> **Directive**:
Can you write out every line below again, shifting each point's coordinates by adding 21 to both numbers and leaving all other wording as it is?

> **Material shown**:
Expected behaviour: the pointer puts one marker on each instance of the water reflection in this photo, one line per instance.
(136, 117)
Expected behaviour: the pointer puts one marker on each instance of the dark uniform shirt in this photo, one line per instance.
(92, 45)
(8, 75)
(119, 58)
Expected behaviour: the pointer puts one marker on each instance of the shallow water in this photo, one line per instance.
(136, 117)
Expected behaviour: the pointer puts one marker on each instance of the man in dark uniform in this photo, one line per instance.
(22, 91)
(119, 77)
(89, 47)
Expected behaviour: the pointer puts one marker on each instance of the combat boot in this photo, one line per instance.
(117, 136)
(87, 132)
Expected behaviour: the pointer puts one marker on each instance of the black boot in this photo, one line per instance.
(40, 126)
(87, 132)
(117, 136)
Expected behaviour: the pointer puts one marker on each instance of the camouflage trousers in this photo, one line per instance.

> **Written response**:
Expected behaviour: the pointer puts one marker on each instance of the water reflection in this photo, one line per instance.
(157, 138)
Expected behaviour: the pointer puts one marker on each instance of the dark uniform shirt in this photo, one line per instance.
(113, 66)
(29, 96)
(140, 79)
Expected behaviour: the pointer puts one marker on each instance of the shallow water in this photo, one line per instance.
(157, 138)
Expected behaviour: the pointer puts one marker on each instance of the man in dark uniform in this photo, one line per instance.
(43, 112)
(140, 98)
(110, 68)
Expected behaviour: the pointer puts one marker on each instance of the combat boot in this photo, one line per instance.
(138, 157)
(108, 153)
Expected behaviour: the pointer puts one marker on each instance of the black boot in this photo, one line per instance.
(61, 147)
(108, 153)
(138, 157)
Expected behaviour: the pointer puts one marker on each instance of the camouflage trousers in this photo, one line per instance.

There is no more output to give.